TO BE DONE
Copy the stretch from the line containing "Return one point per instance of the clear" through the end of the entries, putting "cloudy sky" wherever "clear blue sky" appears and changing nothing else. Give only those lines.

DATASET RECORDS
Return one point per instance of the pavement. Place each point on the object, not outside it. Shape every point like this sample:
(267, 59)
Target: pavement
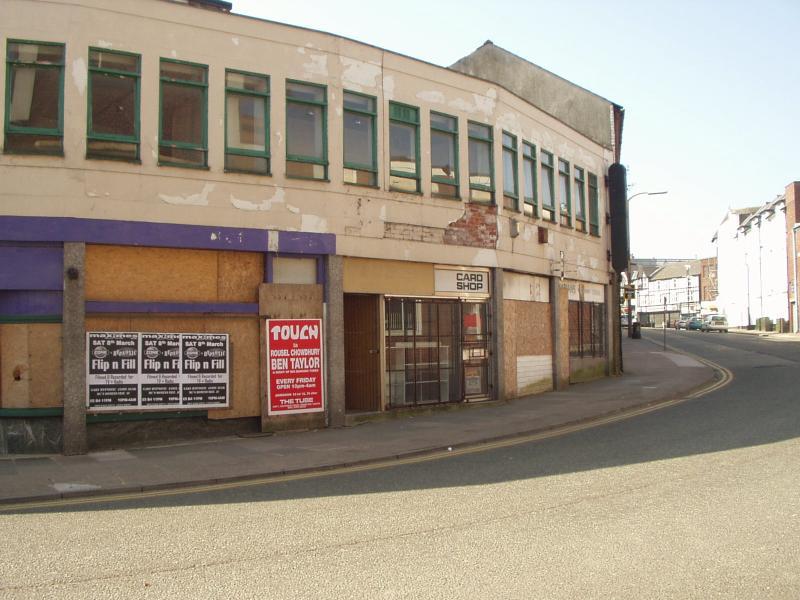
(652, 377)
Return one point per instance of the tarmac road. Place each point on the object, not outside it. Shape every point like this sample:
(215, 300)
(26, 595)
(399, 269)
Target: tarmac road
(699, 500)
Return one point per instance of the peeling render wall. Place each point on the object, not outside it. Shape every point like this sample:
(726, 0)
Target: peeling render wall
(367, 222)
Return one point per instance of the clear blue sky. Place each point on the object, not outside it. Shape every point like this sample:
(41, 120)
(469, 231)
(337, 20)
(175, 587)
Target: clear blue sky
(711, 89)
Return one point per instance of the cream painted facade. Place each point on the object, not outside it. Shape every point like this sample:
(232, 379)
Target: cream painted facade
(372, 232)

RESULT FOR THIS TASK
Return one point per instance of the cloudy sky. Place each point on the object, not outside it. Shape every point like this sample:
(41, 120)
(469, 231)
(337, 20)
(175, 587)
Target: cloudy sky
(711, 89)
Return one point per instance of the cream painted facade. Place each point on the object, not outside it. Shape every point like this sample:
(232, 379)
Target: cream painted facade
(372, 232)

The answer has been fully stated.